▸ **TASK INSTRUCTIONS**: Repeat verbatim what the listing holds, but not its pictures.

▸ **DATASET CONTENT**:
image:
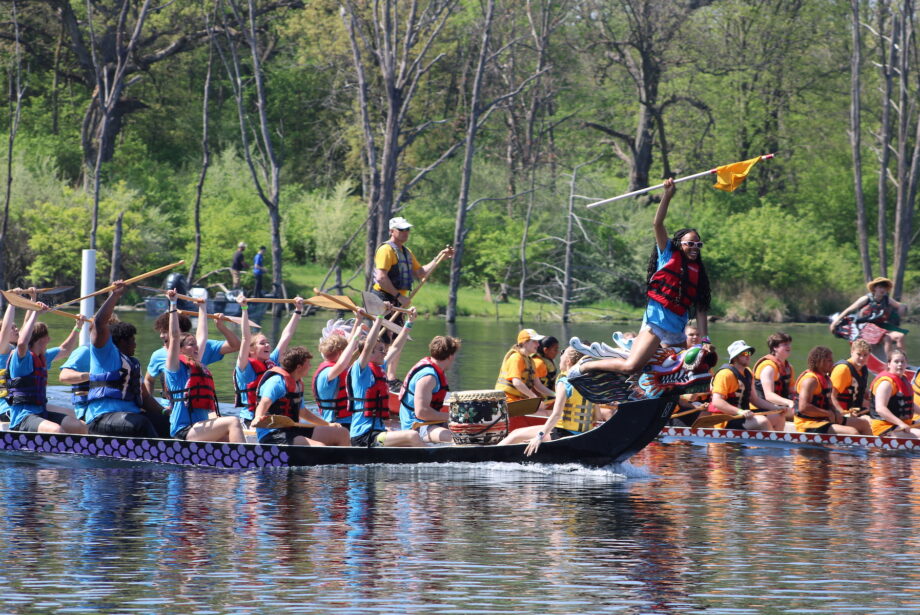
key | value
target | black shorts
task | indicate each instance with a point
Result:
(33, 421)
(368, 439)
(126, 424)
(286, 435)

▸ **PROBLEM SOLUTION**:
image:
key | value
target | black shorts
task | indicate each instance with a point
Result:
(33, 421)
(368, 439)
(126, 424)
(286, 435)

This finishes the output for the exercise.